### Exercise details
Reproduce the listing starting at the line containing "the metal bucket" and ending at the end of the listing, keeping each request and shifting every x and y coordinate in the answers by adding 63.

### A data block
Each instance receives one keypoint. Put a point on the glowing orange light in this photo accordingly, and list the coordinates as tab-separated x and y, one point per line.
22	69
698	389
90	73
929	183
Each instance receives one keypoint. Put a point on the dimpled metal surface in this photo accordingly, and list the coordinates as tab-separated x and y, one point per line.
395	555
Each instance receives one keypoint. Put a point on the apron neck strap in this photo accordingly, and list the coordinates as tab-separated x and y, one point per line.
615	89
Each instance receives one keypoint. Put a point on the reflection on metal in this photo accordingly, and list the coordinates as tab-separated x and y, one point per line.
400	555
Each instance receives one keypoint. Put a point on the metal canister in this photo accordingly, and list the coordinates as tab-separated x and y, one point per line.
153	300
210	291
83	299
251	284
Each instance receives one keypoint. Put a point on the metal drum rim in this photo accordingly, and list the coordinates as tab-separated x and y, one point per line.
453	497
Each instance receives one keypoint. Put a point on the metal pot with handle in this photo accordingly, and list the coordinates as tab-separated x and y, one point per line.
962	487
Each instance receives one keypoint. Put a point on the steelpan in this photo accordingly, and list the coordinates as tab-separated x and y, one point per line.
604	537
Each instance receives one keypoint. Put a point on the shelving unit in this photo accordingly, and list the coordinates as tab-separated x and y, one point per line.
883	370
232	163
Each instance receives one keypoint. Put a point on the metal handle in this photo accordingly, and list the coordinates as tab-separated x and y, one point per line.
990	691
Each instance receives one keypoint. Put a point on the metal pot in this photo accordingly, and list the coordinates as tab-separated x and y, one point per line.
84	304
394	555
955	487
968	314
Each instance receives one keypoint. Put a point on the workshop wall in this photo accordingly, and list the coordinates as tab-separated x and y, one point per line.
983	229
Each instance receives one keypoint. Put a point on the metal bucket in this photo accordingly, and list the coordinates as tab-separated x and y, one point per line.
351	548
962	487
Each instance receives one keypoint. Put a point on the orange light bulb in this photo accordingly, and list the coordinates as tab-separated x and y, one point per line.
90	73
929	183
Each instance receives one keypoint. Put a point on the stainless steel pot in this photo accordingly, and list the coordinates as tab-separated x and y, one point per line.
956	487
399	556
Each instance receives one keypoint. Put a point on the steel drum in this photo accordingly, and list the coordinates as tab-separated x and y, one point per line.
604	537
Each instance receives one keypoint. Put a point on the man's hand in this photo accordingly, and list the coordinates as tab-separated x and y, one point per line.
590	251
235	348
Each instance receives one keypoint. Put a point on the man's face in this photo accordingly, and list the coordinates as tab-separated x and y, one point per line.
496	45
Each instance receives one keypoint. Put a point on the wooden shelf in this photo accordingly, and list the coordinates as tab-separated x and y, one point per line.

### Completed task
Each instance receives one keypoint. Put a point on the metal bucket in this photo accordingly, and list the coordinates as tab-separated x and y, one point per line.
414	611
1025	550
Each instance receives one keypoint. Put a point on the orange light bulb in this photo accordingly, and list the coordinates as tab-separated x and y, one point per line.
153	136
992	246
Each instance receives one keypoint. Put a point on the stainless steel pot in this photo accordingly, and list the coordinates as tab-separated x and y, one point per line.
1019	550
462	619
Each instance receives one keypoint. Put a point on the steel drum in this photo accordingly, and list the coordinates as tab-separated x and y, one point per line.
667	600
Each instance receives one keypoint. Put a point on the man's hand in this photo accordingly, and list the coordinates as tab-separated x and y, one point per line.
653	314
298	411
Each instance receives one keypoint. Put a point on the man's face in this photo accordingly, and list the coordinates as tab-separated x and y, one point per line.
559	108
Each instance receives one keypoint. Put a point on the wooden shelf in this photo accordingly, and list the coordinates as tab-separated x and y, one point per line.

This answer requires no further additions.